--- Passage shown Enclosed Below ---

The truth about Stone Mountain’s giant Confederate memorial

stone mountain monument

Note: This article was originally published in The Economist on January 12, 2023. It has been reproduced with permission.

A new documentary explains how the vast carving in Georgia really got there

Carving people in stone creates two contradictory impressions, both misleading. Because the shapes are human, meddling with them can seem like an assault. At the same time, the stone confers an aura of antiquity, even if the sculptures aren’t very old; they look both mortal and immutable, as much a feature of the landscape as the work of people or politics. That is doubly true if the forms are carved into a mountain.

The Confederate memorial on Stone Mountain in Georgia seems elemental. The vast bas-relief sculpture of Jefferson Davis, Robert. E. Lee and Stonewall Jackson—the Confederacy’s president and two top generals—stretches over three acres of elevated rock face. As “Monument”, a new documentary made by the Atlanta History Centre, an innovative museum, makes clear, the carving’s history is as dramatic as its size. Yet it raises the same issues as other controversial memorials, if on a bigger scale: misconceptions about the past (not least its own), the fog of passionate loyalties and the virtue of dialogue.

--- End of Enclosed Passage shown ---
--- Supplied entries Enclosed Below ---

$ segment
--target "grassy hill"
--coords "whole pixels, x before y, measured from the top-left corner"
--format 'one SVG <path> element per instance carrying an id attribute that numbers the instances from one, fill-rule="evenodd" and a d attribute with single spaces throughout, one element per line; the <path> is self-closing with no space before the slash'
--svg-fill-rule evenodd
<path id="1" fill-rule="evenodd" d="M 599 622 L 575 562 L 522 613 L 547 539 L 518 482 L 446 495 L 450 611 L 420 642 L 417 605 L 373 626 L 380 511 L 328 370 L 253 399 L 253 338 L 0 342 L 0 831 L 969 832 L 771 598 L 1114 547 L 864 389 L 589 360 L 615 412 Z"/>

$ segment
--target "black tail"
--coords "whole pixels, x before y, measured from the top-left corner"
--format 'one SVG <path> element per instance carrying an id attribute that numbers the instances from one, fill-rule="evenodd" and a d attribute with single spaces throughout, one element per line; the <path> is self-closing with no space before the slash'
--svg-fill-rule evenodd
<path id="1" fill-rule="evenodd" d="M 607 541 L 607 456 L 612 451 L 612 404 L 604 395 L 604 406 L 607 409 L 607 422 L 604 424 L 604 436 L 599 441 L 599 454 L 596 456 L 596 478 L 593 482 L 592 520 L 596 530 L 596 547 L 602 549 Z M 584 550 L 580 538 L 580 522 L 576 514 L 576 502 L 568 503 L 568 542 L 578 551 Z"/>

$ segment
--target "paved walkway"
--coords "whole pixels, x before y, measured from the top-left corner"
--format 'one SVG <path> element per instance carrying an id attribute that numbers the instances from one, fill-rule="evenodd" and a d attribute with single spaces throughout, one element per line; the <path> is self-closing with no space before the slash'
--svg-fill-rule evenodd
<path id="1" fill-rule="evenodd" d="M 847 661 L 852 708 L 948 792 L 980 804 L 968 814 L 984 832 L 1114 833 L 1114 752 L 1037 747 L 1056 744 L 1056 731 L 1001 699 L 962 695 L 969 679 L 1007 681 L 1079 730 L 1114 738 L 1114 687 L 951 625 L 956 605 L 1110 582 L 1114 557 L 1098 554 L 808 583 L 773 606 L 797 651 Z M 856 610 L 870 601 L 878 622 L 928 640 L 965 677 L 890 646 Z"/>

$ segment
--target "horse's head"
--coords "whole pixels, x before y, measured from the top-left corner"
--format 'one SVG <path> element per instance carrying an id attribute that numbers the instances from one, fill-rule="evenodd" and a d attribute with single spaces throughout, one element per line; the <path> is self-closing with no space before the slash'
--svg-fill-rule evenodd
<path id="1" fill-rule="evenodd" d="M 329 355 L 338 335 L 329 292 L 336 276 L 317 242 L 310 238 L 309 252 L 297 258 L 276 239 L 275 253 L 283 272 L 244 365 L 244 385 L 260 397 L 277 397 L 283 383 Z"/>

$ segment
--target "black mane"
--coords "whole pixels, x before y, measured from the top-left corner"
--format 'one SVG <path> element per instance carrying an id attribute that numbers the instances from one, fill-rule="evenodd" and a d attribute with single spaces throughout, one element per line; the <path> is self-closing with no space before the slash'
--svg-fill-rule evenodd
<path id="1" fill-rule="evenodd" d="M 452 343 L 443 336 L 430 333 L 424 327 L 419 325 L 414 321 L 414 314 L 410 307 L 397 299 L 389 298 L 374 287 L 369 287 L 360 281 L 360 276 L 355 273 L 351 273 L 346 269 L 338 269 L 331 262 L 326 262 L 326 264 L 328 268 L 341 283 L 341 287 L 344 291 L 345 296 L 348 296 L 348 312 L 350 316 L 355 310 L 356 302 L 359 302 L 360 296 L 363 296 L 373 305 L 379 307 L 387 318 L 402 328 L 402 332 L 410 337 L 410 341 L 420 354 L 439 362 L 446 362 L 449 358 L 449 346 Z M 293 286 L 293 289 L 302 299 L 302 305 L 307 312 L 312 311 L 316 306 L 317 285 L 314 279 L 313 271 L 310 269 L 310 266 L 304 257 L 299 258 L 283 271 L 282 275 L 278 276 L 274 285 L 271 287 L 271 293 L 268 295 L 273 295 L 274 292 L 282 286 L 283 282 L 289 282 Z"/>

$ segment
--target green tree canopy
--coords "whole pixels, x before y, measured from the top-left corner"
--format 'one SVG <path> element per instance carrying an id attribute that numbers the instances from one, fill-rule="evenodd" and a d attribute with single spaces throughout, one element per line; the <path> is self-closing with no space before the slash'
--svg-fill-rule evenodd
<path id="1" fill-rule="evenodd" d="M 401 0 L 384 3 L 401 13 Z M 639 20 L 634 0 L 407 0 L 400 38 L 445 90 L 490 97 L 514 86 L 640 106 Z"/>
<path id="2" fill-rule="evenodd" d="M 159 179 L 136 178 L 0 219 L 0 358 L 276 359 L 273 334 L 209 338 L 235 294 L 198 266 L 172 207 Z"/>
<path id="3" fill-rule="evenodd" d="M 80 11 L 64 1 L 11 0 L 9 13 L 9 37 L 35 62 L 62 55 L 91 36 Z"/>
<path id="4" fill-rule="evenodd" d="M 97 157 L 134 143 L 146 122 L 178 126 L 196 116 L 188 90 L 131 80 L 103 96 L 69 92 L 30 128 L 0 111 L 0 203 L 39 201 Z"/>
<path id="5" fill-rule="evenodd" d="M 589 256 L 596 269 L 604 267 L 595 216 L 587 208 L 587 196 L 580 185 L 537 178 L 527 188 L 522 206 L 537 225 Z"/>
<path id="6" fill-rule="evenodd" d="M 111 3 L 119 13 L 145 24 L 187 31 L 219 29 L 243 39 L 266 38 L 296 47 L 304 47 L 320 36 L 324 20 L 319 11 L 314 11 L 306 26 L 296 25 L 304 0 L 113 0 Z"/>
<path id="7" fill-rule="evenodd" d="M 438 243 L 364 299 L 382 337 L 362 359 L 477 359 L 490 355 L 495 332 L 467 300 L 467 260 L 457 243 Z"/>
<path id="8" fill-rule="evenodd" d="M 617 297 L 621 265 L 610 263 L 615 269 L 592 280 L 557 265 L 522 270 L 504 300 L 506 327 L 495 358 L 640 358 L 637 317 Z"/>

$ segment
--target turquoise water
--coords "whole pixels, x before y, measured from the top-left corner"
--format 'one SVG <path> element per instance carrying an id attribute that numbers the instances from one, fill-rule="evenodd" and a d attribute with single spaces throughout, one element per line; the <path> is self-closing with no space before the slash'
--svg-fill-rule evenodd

--- End of Enclosed Supplied entries ---

• Exercise details
From the Stone Mountain memorial article, list the issues that the carving is said to raise in common with other controversial memorials.

• Result of the exercise
- Misconceptions about the past (not least its own)
- The fog of passionate loyalties
- The virtue of dialogue